About this exercise | As an exercise in exact copying, transcribe the lines below from the one holding "pixel 135 200" through the last, with both ends included and pictures left out.

Data records |
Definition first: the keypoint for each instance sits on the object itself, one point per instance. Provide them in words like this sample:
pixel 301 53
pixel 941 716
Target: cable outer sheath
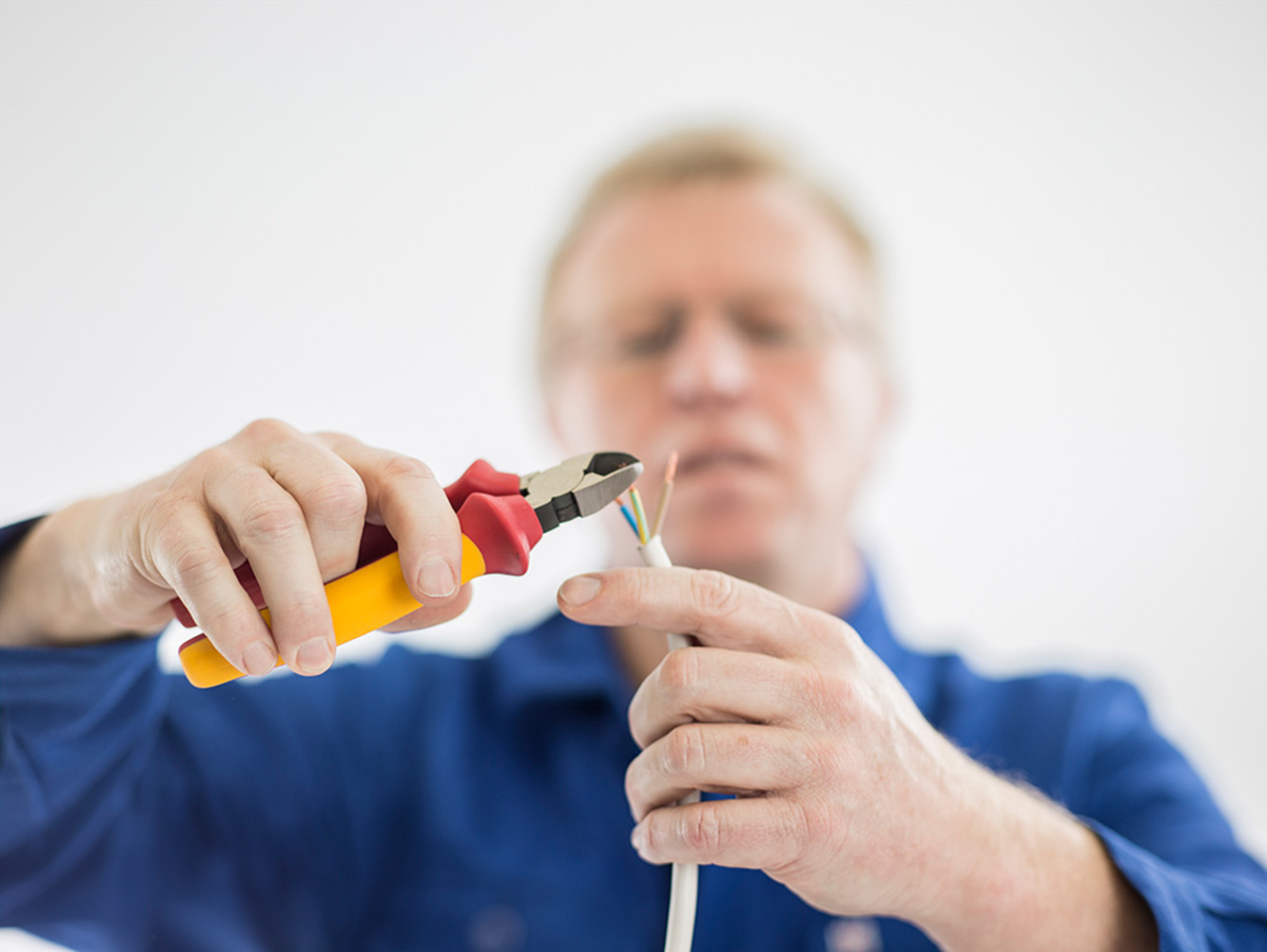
pixel 685 886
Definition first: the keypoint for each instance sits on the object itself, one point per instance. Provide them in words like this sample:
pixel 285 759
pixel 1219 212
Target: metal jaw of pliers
pixel 502 517
pixel 580 486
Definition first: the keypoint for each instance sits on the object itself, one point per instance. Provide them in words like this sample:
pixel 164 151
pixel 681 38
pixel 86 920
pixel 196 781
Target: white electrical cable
pixel 686 876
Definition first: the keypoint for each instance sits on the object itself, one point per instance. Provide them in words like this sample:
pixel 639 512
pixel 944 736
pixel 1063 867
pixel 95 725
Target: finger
pixel 268 524
pixel 331 494
pixel 718 758
pixel 754 833
pixel 716 684
pixel 183 550
pixel 405 494
pixel 715 607
pixel 429 614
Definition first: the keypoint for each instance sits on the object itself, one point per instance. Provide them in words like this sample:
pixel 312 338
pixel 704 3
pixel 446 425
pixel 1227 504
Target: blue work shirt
pixel 439 803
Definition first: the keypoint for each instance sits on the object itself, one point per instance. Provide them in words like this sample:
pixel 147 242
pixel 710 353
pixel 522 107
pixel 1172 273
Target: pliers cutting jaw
pixel 580 486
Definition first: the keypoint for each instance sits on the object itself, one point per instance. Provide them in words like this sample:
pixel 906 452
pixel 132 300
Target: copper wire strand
pixel 662 508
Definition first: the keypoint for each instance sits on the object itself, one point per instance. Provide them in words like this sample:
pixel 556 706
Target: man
pixel 708 298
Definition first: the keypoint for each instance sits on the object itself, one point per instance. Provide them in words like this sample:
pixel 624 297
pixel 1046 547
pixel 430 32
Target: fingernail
pixel 313 657
pixel 260 658
pixel 436 579
pixel 580 590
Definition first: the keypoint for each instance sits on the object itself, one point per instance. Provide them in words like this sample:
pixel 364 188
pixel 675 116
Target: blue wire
pixel 629 517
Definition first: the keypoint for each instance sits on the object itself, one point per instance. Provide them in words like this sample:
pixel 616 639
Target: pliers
pixel 502 516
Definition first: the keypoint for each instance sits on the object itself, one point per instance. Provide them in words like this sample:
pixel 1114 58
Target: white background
pixel 338 215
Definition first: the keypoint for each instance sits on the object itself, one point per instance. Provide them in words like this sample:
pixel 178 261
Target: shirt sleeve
pixel 1163 829
pixel 137 811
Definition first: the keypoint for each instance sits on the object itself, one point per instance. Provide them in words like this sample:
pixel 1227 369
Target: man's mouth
pixel 696 461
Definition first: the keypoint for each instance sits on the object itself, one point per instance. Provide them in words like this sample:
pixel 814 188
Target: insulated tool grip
pixel 480 476
pixel 496 535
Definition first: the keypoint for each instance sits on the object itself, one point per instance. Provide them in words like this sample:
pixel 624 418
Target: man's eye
pixel 649 338
pixel 770 328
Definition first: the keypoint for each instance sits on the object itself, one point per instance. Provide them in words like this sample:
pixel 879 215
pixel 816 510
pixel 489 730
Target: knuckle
pixel 683 751
pixel 272 521
pixel 194 564
pixel 714 594
pixel 339 497
pixel 703 830
pixel 215 459
pixel 679 670
pixel 267 430
pixel 825 692
pixel 406 468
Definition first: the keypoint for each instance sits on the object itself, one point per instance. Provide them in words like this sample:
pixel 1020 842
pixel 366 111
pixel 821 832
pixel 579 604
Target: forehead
pixel 703 240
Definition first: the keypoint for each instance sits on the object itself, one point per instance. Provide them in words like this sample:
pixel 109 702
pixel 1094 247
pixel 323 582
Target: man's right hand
pixel 290 503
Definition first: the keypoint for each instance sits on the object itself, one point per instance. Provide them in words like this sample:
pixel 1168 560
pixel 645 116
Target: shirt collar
pixel 563 662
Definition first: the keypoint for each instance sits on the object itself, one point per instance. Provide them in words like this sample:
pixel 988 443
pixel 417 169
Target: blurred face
pixel 730 322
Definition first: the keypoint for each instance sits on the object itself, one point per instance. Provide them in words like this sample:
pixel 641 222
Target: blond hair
pixel 682 157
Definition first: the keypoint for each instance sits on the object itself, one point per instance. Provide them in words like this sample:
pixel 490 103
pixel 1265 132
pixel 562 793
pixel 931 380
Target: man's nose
pixel 710 363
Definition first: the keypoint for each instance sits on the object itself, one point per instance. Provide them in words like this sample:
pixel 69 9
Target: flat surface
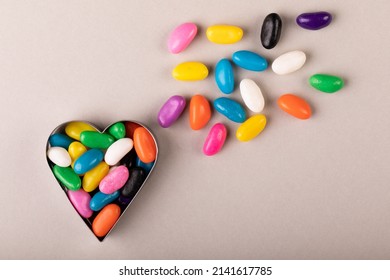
pixel 316 189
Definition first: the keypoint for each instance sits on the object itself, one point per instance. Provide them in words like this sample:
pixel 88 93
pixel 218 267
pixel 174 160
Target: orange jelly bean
pixel 106 219
pixel 200 112
pixel 295 106
pixel 144 145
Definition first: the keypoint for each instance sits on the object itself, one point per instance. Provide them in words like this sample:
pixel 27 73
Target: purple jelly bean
pixel 171 110
pixel 314 21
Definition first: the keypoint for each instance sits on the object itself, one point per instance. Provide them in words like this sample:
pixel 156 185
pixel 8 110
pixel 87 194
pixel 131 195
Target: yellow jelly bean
pixel 251 128
pixel 74 129
pixel 93 177
pixel 224 34
pixel 190 71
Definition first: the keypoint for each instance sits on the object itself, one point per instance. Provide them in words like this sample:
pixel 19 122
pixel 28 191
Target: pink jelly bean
pixel 215 140
pixel 80 200
pixel 181 37
pixel 114 180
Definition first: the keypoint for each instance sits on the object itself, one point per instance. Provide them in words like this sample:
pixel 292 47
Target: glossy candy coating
pixel 67 177
pixel 271 31
pixel 200 112
pixel 117 130
pixel 230 109
pixel 74 129
pixel 181 37
pixel 190 71
pixel 95 139
pixel 114 180
pixel 224 76
pixel 118 150
pixel 99 200
pixel 136 179
pixel 92 178
pixel 80 200
pixel 251 128
pixel 60 140
pixel 59 156
pixel 171 110
pixel 215 139
pixel 289 62
pixel 144 145
pixel 252 95
pixel 326 83
pixel 106 219
pixel 295 106
pixel 224 34
pixel 314 21
pixel 87 161
pixel 250 61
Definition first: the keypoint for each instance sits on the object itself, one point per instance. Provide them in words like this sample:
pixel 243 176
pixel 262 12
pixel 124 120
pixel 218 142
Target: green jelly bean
pixel 326 83
pixel 96 140
pixel 67 177
pixel 117 130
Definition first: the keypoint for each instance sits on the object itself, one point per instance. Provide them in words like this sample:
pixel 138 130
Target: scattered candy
pixel 326 83
pixel 271 31
pixel 224 34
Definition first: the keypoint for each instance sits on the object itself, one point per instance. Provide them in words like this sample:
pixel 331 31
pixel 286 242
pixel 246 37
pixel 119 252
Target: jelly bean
pixel 190 71
pixel 181 37
pixel 74 129
pixel 67 177
pixel 224 76
pixel 224 34
pixel 144 145
pixel 326 83
pixel 105 220
pixel 76 149
pixel 252 95
pixel 200 112
pixel 80 200
pixel 130 127
pixel 59 156
pixel 171 110
pixel 117 130
pixel 145 166
pixel 60 140
pixel 314 21
pixel 136 179
pixel 271 30
pixel 95 139
pixel 92 178
pixel 118 150
pixel 295 106
pixel 215 139
pixel 114 180
pixel 251 128
pixel 99 200
pixel 250 60
pixel 230 109
pixel 88 160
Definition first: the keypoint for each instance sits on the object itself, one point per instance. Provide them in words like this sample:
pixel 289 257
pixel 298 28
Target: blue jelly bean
pixel 250 61
pixel 145 166
pixel 224 76
pixel 60 140
pixel 99 200
pixel 88 160
pixel 230 109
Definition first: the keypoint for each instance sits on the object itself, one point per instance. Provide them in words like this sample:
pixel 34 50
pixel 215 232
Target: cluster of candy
pixel 101 172
pixel 252 96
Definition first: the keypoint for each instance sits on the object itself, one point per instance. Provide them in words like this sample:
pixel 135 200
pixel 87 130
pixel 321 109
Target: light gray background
pixel 315 189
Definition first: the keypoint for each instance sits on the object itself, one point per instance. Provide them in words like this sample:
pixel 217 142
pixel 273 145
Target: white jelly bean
pixel 59 156
pixel 252 95
pixel 118 150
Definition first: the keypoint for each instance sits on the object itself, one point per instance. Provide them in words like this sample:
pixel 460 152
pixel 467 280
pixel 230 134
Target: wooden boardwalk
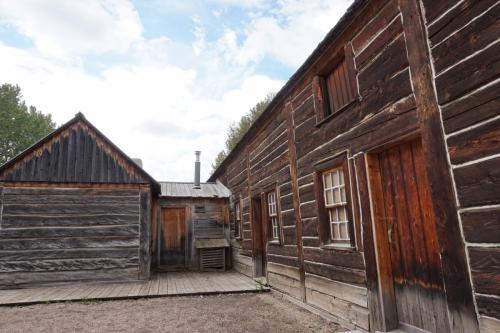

Result below |
pixel 135 200
pixel 87 130
pixel 321 109
Target: light gray background
pixel 315 189
Definition first: the keypoint for each instance sits on the object itself, one point per instance. Provide them in words like this sample:
pixel 217 142
pixel 273 145
Target: white jelly bean
pixel 59 156
pixel 252 95
pixel 118 150
Definition first: the keypoint for each instance sits on the object itself, one point per instance. Provide them in words like this sample:
pixel 460 152
pixel 467 280
pixel 230 134
Target: wooden boardwalk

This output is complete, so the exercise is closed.